SELECTED PASSAGE »
Begin

Two of Switzerland's longest established international
trading houses DKSH and Desco have agreed to
integrate Desco Group's marketing, distribution and
trading operations into DKSH. To this end, DKSH
Group will be acquiring a 100% stake in Desco
Rohstoffe Holding and Desco Asia Pacific Holding. By
doing this DKSH is building up its position as a
leading force in the market expansion services
industry in Asia. In future Desco Group will
concentrate primarily on developing its watchmaking
business Maurice Lacroix. Both companies are
therefore strengthening their core businesses.

Dr. Peter Brunner, Chairman of the Board of Directors of
Desco von Schulthess Holding AG, made the following
comments: "The partnership with DKSH provides an ideal
succession solution for our family firm. With this deal we have
found the perfect platform for the future development of a
business that Desco has been building since its foundation
in 1889. This step has been made easier for me by the fact
that I have been so impressed by DKSH's success under the
leadership of CEO Dr. Jörg Wolle since Diethelm Keller's Asian
business merged with the SiberHegner Group in 2002. I
am particularly pleased that this transaction also allows
Desco to become a shareholder in DKSH."

DKSH is active in four strategic business units –
Consumer Goods, Healthcare, Specialty Raw Materials
and Technology. For DKSH, the acquisition of Desco's raw
materials operation represents an attractive expansion of
its Specialty Raw Materials Business Unit, which over the
last three years has achieved a 40% increase in
profitability. Within the raw materials sector Desco is an
internationally established niche provider of silk, fine
animal hair products and brushes. It supplies these highvalue
materials to leading players in the luxury goods
industry.

End

MATERIAL PROVIDED »
Begin

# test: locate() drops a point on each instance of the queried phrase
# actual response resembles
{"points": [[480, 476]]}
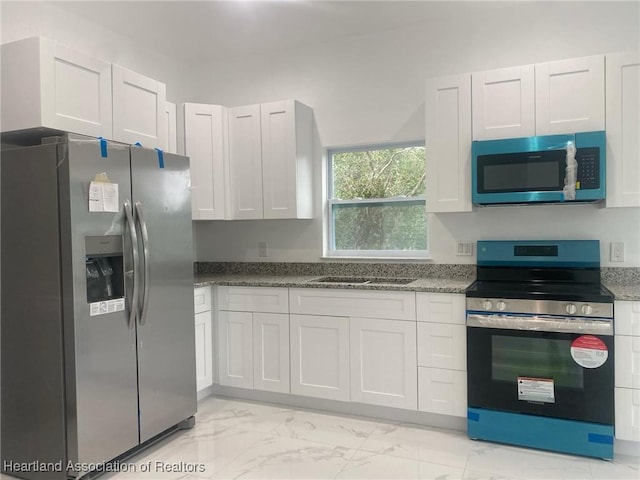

End

From the text about the DKSH and Desco deal, pull out word for word the stretch from "Two of Switzerland's" through "their core businesses.". The listing is separate material with no link to the text about the DKSH and Desco deal.

REPLY »
Two of Switzerland's longest established international
trading houses DKSH and Desco have agreed to
integrate Desco Group's marketing, distribution and
trading operations into DKSH. To this end, DKSH
Group will be acquiring a 100% stake in Desco
Rohstoffe Holding and Desco Asia Pacific Holding. By
doing this DKSH is building up its position as a
leading force in the market expansion services
industry in Asia. In future Desco Group will
concentrate primarily on developing its watchmaking
business Maurice Lacroix. Both companies are
therefore strengthening their core businesses.